Evaluating my 2020 MLB Predictions - Part 1, Pete Alonso
At the beginning of March I published predictions on how many home runs Pete Alonso would hit this season. Now that the season is over, let’s see how they stack up.
Background
For anyone interested, the full background on the model and corresponding MLB context, is linked above. For everyone else, here is all you need to know for the purposes of this discussion.
The New York Mets’ Pete Alonso played his first MLB campaign in 2019, and it was historic. He hit the ground running and never looked back, hitting a total of 53 home runs which set the league record for most home runs hit by a rookie and helped earn him the Rookie of the Year award.
At the same time, 2019 was a remarkable season itself, due to the significant increase in home runs hit across the entire league - an effect due to a physical change in the way that the baseballs were being manufactured which resulted in less drag.
Both of these facts made predicting how many home runs Alonso would hit in 2020 especially challenging. We knew that Alonso was good, probably much better than the average player, but repeating 53 home runs was very unlikely. In other words, his only season of data was probably an outlier. On top of that, we also knew that part of his 2019 success was biased by external circumstances we couldn’t directly measure.
We tried to approach this challenge by building a model that controlled for the juiced-ball effect and used data from other MLB players to help learn to generalize Alonso’s 2019 season. Additionally, the model was probabilistic by design allowing us to generate upper and lower bounds per number of plate appearances. In hindsight, conditioning on number plate appearances was fortuitous because it allowed us to evaluate the predictions even after the MLB season had been sidelined for three and a half months before ultimately being truncated to a 60 game season (opposed to the normal 162 game schedule).
Evaluation
Now that we’ve covered the necessary background, let’s take a look at how the model performed.
For this modeling approach there are two items we should check. The first is whether the prediction intervals contain most of the actual data points. (Remember, it’s a 90% credible interval, so it’s okay, even expected, that some points might fall outside.) The second check is whether the intervals actually make sense given the number of home runs Alonso hit. Note that the first criteria could easily be satisfied by producing very large confidence intervals. However such a model wouldn’t have any practical utility nor be very interesting. Imagine a model that just predicts “between 0 and 53 home runs”. Would it be correct? Yes. Informative? No. Thus both checks are important.
Let’s take a look at Alonso’s actual 2020 numbers alongside the model’s predicted ranges.
We can see that the actual number of home runs he hit is contained within the confidence interval for the entirety of the season. This is a good sign and shows our model passes the first test.
How does the width of the intervals compare to the outcomes? This also appears to check out. The intervals seem to be “just wide enough”. They even account for Alsono’s early season slump. This is a really good sign that we didn’t overfit to Alonso’s 2019 campaign - remember we only have one season of data for Alonso in which he took off like a rocket and never slowed down. If we overfit to 2019 we may not have captured that slump.
*****
▶ **The tasks**
(A) Condense the paragraph of the Alonso post that begins "For this modeling approach there are two items" into a shorter version that keeps its main facts.
(B) Please write out the Alonso post again, everything from "Let’s take a look at Alonso’s" down to "the first test.", renaming "home runs" to "homers".

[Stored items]
*****
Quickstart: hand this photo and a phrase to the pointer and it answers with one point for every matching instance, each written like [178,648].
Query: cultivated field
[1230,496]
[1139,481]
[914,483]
*****
▶ **Worked solutions**
(A) Two checks apply to this model. First, the prediction intervals should contain most of the actual data points, though some may fall outside since they are 90% credible intervals. Second, the intervals should make sense given how many home runs Alonso hit. Very wide intervals, such as "between 0 and 53 home runs," would pass the first check but would be neither useful nor interesting, so both checks matter.

(B)
Let’s take a look at Alonso’s actual 2020 numbers alongside the model’s predicted ranges.
We can see that the actual number of homers he hit is contained within the confidence interval for the entirety of the season. This is a good sign and shows our model passes the first test.